What to produce: Can you select every line in the listing below that contains the word "fence" and copy those lines out? Case counts, so match only that exact capitalization.

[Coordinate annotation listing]

--- begin ---

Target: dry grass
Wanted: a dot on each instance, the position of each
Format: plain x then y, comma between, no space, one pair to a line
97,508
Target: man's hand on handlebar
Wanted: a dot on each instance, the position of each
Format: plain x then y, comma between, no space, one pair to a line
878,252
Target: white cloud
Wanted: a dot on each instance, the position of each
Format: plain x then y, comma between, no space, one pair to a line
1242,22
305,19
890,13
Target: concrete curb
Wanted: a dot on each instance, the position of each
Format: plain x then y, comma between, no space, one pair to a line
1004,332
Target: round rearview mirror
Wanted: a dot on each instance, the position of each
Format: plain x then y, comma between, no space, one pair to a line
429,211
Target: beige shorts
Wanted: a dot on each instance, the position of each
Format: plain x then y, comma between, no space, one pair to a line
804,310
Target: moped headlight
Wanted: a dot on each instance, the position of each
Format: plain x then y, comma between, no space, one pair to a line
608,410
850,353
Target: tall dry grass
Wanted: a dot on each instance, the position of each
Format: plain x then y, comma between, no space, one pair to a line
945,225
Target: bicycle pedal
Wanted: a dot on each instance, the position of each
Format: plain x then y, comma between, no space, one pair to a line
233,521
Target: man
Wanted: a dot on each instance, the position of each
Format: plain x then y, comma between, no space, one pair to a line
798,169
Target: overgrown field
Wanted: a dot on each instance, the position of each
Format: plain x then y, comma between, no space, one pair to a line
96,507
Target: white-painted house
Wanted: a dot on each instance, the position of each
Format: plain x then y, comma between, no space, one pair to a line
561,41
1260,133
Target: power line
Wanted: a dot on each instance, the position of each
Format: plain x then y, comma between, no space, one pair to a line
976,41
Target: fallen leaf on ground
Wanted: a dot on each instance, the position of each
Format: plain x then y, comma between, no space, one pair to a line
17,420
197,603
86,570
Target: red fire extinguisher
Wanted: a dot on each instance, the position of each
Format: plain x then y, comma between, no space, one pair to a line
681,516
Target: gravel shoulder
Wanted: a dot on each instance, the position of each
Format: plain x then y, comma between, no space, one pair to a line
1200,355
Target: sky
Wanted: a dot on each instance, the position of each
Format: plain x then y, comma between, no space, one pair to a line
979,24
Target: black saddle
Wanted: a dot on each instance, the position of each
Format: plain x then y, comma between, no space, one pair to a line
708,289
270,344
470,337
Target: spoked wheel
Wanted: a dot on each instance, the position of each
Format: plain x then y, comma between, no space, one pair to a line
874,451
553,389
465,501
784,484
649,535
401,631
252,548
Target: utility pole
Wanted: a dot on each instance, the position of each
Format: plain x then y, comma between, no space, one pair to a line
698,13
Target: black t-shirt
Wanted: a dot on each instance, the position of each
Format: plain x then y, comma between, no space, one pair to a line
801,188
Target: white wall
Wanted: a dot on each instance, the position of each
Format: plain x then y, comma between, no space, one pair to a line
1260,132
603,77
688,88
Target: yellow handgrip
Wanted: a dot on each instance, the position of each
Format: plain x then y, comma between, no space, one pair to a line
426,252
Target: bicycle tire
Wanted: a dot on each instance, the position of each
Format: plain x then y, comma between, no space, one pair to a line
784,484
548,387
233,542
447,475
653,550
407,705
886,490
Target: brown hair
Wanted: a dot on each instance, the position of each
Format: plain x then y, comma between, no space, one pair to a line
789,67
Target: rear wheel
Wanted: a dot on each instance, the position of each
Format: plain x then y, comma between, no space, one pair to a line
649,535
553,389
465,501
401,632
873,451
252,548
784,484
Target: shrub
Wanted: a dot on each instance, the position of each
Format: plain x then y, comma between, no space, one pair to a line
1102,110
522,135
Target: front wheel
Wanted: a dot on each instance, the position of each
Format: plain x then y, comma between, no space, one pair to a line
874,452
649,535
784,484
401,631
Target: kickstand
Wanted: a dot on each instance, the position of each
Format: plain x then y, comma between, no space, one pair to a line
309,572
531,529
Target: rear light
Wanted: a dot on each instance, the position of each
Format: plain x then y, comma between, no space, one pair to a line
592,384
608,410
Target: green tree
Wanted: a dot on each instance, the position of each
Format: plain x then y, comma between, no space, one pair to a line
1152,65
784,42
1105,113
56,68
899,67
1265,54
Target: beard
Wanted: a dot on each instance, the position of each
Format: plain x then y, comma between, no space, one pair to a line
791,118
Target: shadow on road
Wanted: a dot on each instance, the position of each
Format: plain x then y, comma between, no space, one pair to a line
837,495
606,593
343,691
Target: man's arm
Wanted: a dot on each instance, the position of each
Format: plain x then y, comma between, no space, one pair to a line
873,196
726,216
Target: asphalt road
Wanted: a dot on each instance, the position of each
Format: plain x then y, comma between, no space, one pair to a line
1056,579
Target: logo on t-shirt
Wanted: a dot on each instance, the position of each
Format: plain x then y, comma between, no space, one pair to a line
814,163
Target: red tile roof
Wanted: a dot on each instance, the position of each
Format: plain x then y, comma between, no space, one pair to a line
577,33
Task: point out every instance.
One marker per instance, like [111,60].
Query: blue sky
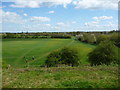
[59,15]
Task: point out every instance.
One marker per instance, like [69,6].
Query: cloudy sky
[58,15]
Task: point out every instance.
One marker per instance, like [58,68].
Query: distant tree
[103,54]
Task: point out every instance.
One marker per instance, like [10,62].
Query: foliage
[70,56]
[102,37]
[67,55]
[88,38]
[115,37]
[103,54]
[61,77]
[53,59]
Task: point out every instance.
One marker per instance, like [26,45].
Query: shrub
[67,55]
[101,38]
[53,59]
[115,37]
[103,54]
[88,38]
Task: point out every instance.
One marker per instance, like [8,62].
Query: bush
[101,38]
[53,59]
[67,55]
[103,54]
[88,38]
[115,37]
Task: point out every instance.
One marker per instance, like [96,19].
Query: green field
[14,50]
[34,76]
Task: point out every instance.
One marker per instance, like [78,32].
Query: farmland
[34,76]
[14,50]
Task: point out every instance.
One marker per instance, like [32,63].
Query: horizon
[59,15]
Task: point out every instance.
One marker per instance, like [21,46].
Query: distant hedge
[104,53]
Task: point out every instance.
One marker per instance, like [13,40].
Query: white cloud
[39,3]
[25,3]
[92,23]
[74,22]
[102,18]
[25,14]
[51,12]
[11,17]
[96,4]
[40,19]
[60,24]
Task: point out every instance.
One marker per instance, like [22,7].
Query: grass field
[84,76]
[14,50]
[62,77]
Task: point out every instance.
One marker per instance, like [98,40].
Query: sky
[58,15]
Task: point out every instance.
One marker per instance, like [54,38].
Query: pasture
[34,76]
[14,50]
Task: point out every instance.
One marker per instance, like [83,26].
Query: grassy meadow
[34,76]
[14,50]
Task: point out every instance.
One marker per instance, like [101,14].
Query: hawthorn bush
[67,56]
[103,54]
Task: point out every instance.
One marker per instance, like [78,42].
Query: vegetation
[103,54]
[68,56]
[14,50]
[62,77]
[59,55]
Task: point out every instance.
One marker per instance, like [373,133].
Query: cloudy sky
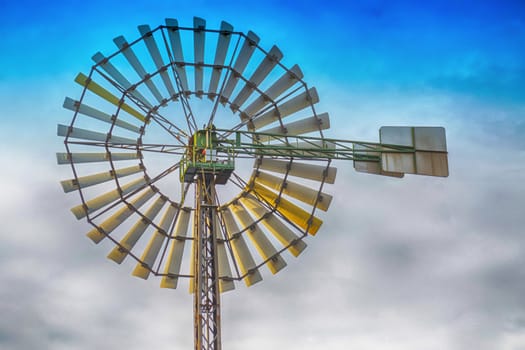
[418,263]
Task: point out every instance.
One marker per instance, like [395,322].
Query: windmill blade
[94,113]
[223,42]
[128,52]
[151,252]
[303,170]
[95,179]
[96,203]
[302,193]
[83,134]
[126,244]
[109,68]
[199,25]
[176,47]
[280,231]
[249,45]
[154,52]
[262,71]
[295,104]
[172,268]
[108,96]
[66,158]
[263,245]
[292,212]
[242,254]
[115,220]
[300,127]
[286,81]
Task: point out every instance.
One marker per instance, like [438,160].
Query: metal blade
[303,170]
[143,268]
[66,158]
[96,203]
[73,105]
[220,55]
[280,231]
[286,81]
[176,47]
[242,254]
[120,216]
[128,52]
[304,194]
[119,253]
[295,104]
[108,96]
[247,49]
[172,268]
[263,245]
[199,26]
[95,179]
[262,71]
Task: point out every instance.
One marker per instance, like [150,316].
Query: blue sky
[420,263]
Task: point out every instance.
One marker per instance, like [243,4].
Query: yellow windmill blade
[98,202]
[147,260]
[173,264]
[241,253]
[263,245]
[265,67]
[292,189]
[223,43]
[108,96]
[107,226]
[302,170]
[95,179]
[280,231]
[126,244]
[299,102]
[286,81]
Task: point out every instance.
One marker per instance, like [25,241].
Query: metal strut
[206,286]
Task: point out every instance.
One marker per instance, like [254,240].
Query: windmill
[208,162]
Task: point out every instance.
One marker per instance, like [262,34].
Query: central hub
[205,156]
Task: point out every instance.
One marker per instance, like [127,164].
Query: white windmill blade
[371,167]
[286,81]
[176,47]
[153,50]
[299,127]
[120,216]
[95,88]
[262,244]
[430,157]
[300,192]
[290,211]
[280,231]
[126,244]
[223,265]
[174,262]
[83,134]
[66,158]
[247,49]
[144,267]
[199,35]
[96,203]
[303,170]
[94,113]
[295,104]
[223,42]
[241,253]
[131,57]
[95,179]
[113,72]
[262,71]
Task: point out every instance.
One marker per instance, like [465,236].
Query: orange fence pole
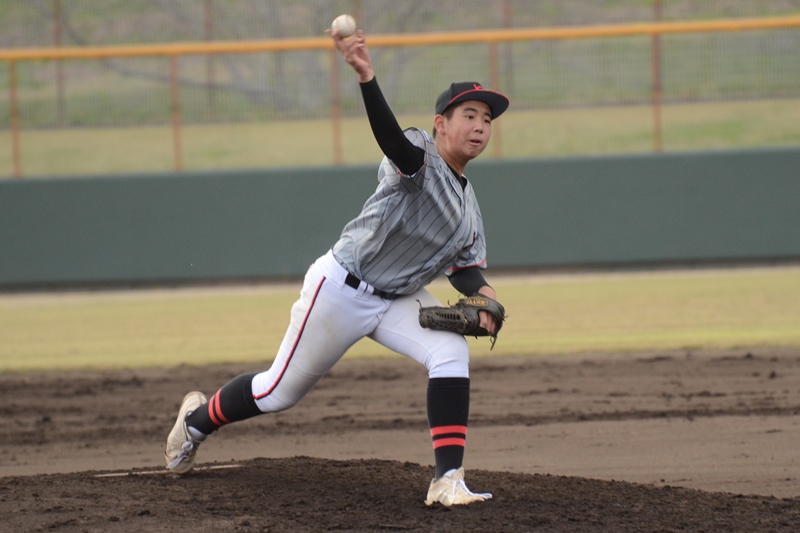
[658,144]
[336,109]
[12,94]
[497,130]
[425,39]
[176,112]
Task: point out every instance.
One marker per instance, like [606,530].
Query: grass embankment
[522,134]
[669,310]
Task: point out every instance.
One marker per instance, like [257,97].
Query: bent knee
[449,358]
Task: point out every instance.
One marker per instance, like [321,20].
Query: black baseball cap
[471,90]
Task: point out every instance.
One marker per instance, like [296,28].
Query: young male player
[422,221]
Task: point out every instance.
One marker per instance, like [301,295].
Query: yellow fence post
[14,111]
[176,112]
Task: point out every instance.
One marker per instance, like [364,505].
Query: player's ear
[439,122]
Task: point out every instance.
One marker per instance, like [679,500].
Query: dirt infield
[640,442]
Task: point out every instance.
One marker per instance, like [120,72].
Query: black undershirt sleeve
[393,143]
[467,281]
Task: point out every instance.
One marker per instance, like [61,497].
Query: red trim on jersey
[215,413]
[294,347]
[438,443]
[442,430]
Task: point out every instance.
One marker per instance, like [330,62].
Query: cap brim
[497,102]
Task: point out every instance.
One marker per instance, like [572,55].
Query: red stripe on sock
[215,412]
[294,347]
[442,430]
[438,443]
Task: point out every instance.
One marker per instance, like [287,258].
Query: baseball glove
[463,316]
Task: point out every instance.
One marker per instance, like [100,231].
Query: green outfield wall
[544,213]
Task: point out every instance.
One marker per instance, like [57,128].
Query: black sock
[448,414]
[233,402]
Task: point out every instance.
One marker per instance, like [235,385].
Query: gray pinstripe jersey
[414,228]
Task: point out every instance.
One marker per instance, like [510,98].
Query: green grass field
[548,314]
[524,134]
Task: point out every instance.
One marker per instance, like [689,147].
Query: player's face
[470,128]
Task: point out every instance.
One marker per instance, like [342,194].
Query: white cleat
[181,449]
[450,489]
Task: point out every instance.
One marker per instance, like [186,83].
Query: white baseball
[345,25]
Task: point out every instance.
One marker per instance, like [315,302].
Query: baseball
[345,25]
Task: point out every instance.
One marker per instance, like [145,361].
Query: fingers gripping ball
[345,25]
[464,317]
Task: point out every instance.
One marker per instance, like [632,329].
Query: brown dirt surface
[635,442]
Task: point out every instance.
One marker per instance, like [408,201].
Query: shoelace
[186,451]
[459,484]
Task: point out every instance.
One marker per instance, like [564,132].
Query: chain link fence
[273,109]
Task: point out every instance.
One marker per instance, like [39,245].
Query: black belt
[352,281]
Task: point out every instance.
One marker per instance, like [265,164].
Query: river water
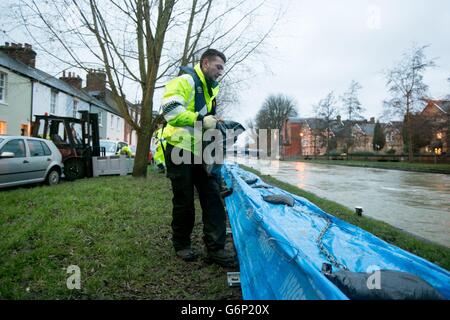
[416,202]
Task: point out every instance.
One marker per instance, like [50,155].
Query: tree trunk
[410,142]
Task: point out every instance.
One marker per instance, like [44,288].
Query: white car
[26,160]
[112,147]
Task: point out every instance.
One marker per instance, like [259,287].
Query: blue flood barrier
[281,249]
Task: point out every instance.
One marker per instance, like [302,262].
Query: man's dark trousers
[183,178]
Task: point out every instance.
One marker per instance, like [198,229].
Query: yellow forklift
[76,138]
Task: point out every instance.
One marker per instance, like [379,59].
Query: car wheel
[53,177]
[74,169]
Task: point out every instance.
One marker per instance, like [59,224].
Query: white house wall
[64,102]
[116,129]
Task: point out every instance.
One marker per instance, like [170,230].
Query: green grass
[116,229]
[406,166]
[435,253]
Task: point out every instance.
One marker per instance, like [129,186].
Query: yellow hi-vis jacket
[178,108]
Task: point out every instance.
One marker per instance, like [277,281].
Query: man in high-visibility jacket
[188,101]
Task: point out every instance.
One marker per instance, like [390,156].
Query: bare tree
[274,111]
[351,105]
[405,83]
[327,110]
[137,43]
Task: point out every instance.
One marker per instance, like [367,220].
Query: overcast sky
[322,45]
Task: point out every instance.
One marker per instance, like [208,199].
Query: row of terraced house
[306,137]
[26,91]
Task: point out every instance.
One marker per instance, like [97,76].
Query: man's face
[214,68]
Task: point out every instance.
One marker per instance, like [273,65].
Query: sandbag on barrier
[282,249]
[280,199]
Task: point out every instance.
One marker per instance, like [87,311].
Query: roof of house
[442,105]
[25,70]
[368,128]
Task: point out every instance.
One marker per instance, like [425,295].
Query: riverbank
[435,253]
[115,229]
[404,166]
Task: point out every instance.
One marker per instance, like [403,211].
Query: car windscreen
[109,146]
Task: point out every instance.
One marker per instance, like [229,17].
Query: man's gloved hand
[209,122]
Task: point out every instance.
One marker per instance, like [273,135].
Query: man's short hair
[210,53]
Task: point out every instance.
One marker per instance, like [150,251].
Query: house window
[100,119]
[3,83]
[75,108]
[53,100]
[2,127]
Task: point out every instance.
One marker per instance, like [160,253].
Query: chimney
[23,53]
[96,81]
[72,79]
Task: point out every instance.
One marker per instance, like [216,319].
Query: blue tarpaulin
[281,248]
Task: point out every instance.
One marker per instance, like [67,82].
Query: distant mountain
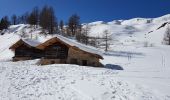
[136,31]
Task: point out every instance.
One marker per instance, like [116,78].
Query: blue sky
[91,10]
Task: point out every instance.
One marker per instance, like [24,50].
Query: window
[56,51]
[73,61]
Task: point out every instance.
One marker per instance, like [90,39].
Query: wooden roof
[18,43]
[60,39]
[56,39]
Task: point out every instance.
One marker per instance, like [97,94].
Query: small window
[84,62]
[52,62]
[74,61]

--- end ---

Task response:
Query: orange fence pole
Query: yellow fence post
Query: chain link fence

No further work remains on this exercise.